# Page excerpt:

Without limiting the preceding paragraph, from and after the occurrence and continuation of an Event of Default, Lender shall have the right, at any time and from time to time, to audit the books and records of Borrower upon reasonable notice. In the event Lender exercises its right to audit Borrower’s books and records, Lender may, in its sole discretion, select an auditing firm. Borrower shall cooperate with Lender in connection with any such audit and shall reimburse Lender for the reasonable out of pocket costs of such audit.
     Section 11. Miscellaneous.
          (a) This Note shall be binding on Borrower and Borrower’s successors and assigns and shall inure to the benefit of Lender and its successors and assigns. Borrower may not assign, transfer or delegate any of Borrower’s obligations or agreements hereunder. No amendment, modification or waiver of any provision of this Note shall be effective unless it is in writing and signed by Lender and Borrower. Lender may assign and/or participate this Note to any of its affiliates without Borrower’s consent.

# Point localization data:
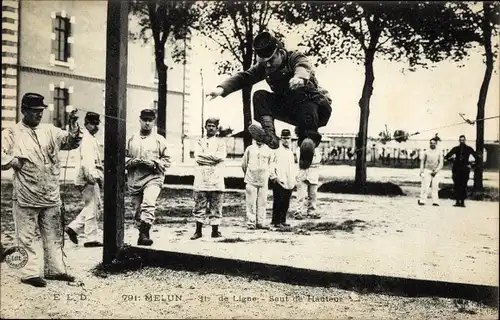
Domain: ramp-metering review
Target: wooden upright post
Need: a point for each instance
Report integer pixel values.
(115, 125)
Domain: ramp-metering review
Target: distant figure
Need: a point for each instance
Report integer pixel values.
(430, 165)
(89, 180)
(461, 169)
(147, 160)
(209, 154)
(256, 165)
(307, 189)
(284, 177)
(31, 149)
(296, 96)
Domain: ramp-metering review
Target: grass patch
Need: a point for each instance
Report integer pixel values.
(372, 188)
(487, 194)
(232, 240)
(348, 226)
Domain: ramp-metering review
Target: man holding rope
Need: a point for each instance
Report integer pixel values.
(89, 180)
(296, 99)
(32, 149)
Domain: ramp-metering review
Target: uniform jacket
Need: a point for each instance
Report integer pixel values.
(151, 147)
(462, 155)
(209, 176)
(431, 160)
(295, 64)
(256, 164)
(311, 174)
(37, 184)
(283, 168)
(90, 160)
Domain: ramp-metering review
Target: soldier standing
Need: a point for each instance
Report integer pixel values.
(89, 179)
(430, 164)
(146, 163)
(31, 149)
(284, 177)
(209, 154)
(461, 169)
(297, 99)
(255, 164)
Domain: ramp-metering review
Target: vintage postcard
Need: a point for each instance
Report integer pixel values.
(249, 159)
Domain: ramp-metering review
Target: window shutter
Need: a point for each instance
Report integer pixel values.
(69, 44)
(54, 37)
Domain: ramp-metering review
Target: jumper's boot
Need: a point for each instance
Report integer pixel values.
(215, 232)
(144, 239)
(265, 134)
(197, 234)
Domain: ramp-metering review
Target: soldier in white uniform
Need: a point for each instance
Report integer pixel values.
(256, 165)
(431, 163)
(147, 160)
(89, 179)
(284, 177)
(31, 149)
(209, 154)
(307, 189)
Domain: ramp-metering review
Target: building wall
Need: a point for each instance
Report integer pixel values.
(84, 73)
(10, 34)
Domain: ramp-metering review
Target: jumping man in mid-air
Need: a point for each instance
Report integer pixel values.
(296, 99)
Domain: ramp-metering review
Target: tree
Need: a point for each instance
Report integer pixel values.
(360, 31)
(232, 25)
(401, 135)
(480, 26)
(164, 21)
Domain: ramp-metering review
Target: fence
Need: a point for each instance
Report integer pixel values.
(375, 156)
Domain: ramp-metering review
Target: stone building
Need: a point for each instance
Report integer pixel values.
(58, 49)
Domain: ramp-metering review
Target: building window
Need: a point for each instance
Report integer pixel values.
(155, 108)
(61, 43)
(61, 101)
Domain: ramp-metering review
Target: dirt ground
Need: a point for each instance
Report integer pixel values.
(177, 294)
(155, 293)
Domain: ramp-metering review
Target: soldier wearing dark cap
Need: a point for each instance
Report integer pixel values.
(209, 154)
(284, 177)
(460, 157)
(31, 149)
(89, 179)
(296, 99)
(147, 160)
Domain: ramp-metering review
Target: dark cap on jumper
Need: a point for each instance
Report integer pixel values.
(148, 114)
(92, 118)
(265, 45)
(215, 121)
(33, 101)
(286, 133)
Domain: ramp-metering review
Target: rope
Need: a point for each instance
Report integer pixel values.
(433, 129)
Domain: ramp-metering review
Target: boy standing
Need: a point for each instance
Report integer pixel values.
(307, 189)
(209, 154)
(430, 165)
(255, 165)
(284, 177)
(89, 179)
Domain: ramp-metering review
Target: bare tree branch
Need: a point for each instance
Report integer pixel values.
(237, 32)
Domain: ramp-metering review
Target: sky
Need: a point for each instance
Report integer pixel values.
(423, 101)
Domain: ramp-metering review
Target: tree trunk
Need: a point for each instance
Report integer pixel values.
(478, 171)
(161, 120)
(364, 105)
(247, 114)
(246, 93)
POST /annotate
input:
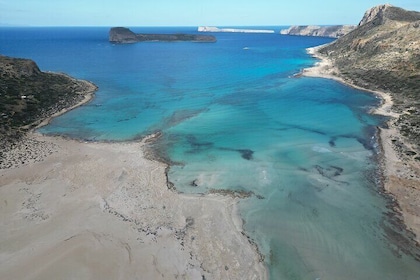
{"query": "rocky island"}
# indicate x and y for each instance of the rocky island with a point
(382, 55)
(333, 31)
(232, 30)
(122, 35)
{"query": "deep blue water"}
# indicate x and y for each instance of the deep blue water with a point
(234, 117)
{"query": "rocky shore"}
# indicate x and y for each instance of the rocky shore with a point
(103, 210)
(401, 173)
(381, 56)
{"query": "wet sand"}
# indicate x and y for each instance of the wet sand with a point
(401, 174)
(71, 209)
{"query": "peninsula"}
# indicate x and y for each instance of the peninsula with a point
(232, 30)
(332, 31)
(382, 55)
(122, 35)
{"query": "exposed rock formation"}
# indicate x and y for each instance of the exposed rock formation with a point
(28, 95)
(383, 54)
(232, 30)
(122, 35)
(334, 31)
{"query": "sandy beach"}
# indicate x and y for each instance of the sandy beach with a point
(401, 174)
(76, 210)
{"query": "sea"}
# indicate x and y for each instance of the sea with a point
(235, 116)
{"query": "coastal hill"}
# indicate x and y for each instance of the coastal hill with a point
(333, 31)
(122, 35)
(28, 95)
(383, 54)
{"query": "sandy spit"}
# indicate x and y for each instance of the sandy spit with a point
(402, 174)
(78, 210)
(103, 211)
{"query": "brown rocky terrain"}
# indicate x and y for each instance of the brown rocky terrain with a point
(28, 96)
(122, 35)
(382, 55)
(333, 31)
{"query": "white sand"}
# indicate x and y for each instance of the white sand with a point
(402, 174)
(102, 211)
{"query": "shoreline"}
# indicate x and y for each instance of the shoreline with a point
(401, 175)
(104, 209)
(89, 94)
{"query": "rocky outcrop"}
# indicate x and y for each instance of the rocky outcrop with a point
(383, 53)
(232, 30)
(333, 31)
(122, 35)
(28, 95)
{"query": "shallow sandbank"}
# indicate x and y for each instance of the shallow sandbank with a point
(101, 210)
(401, 174)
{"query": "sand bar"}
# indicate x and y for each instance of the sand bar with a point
(75, 210)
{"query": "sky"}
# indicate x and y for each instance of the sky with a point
(187, 12)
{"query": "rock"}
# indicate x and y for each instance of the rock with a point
(383, 54)
(122, 35)
(334, 31)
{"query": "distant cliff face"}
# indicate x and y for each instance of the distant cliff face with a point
(122, 35)
(334, 31)
(383, 53)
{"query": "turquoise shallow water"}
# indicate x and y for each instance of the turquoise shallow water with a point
(233, 117)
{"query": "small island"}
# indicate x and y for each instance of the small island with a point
(123, 35)
(232, 30)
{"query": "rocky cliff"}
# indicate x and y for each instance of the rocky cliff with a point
(28, 95)
(122, 35)
(334, 31)
(383, 53)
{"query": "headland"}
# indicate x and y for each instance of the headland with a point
(103, 210)
(380, 57)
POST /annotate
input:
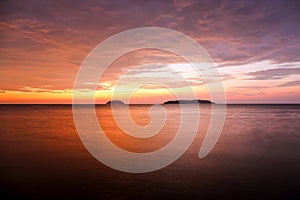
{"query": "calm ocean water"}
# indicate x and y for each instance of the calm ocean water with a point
(256, 157)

# Task requirements:
A - In the loan note excerpt, which kinds of changes to a provision of the Note take effect only if they are in writing and signed by both Lender and Borrower? List all of them.
B - Answer these questions using the loan note excerpt:
(i) Who selects the auditing firm when Lender exercises its audit right?
(ii) What costs must Borrower reimburse Lender for in connection with an audit?
(iii) To whom may Lender assign or participate the Note without Borrower's consent?
C - Pick up the loan note excerpt after its last sentence and continue it.

# Answers provided:
A - Amendment, modification, waiver

B -
(i) Lender, in its sole discretion.
(ii) The reasonable out of pocket costs of the audit.
(iii) Any of Lender's affiliates.

C -
          (b) Unless otherwise indicated, all notices, statements for interest and principal payments due and other communications in connection with this Note shall be in writing and shall be effective, if mailed, five days after deposit in the mails, postage prepaid; if sent by facsimile, when sent with a confirmation; if delivered by hand or courier, when delivered against a receipt; or if sent by overnight courier, on the next Business Day, in each case, to the address for such party set forth below. Either party may change its address for notices by written notice to the other, provided that any notice or any other communication delivered prior to receipt of the notice of a change of address shall be deemed effective as set forth above.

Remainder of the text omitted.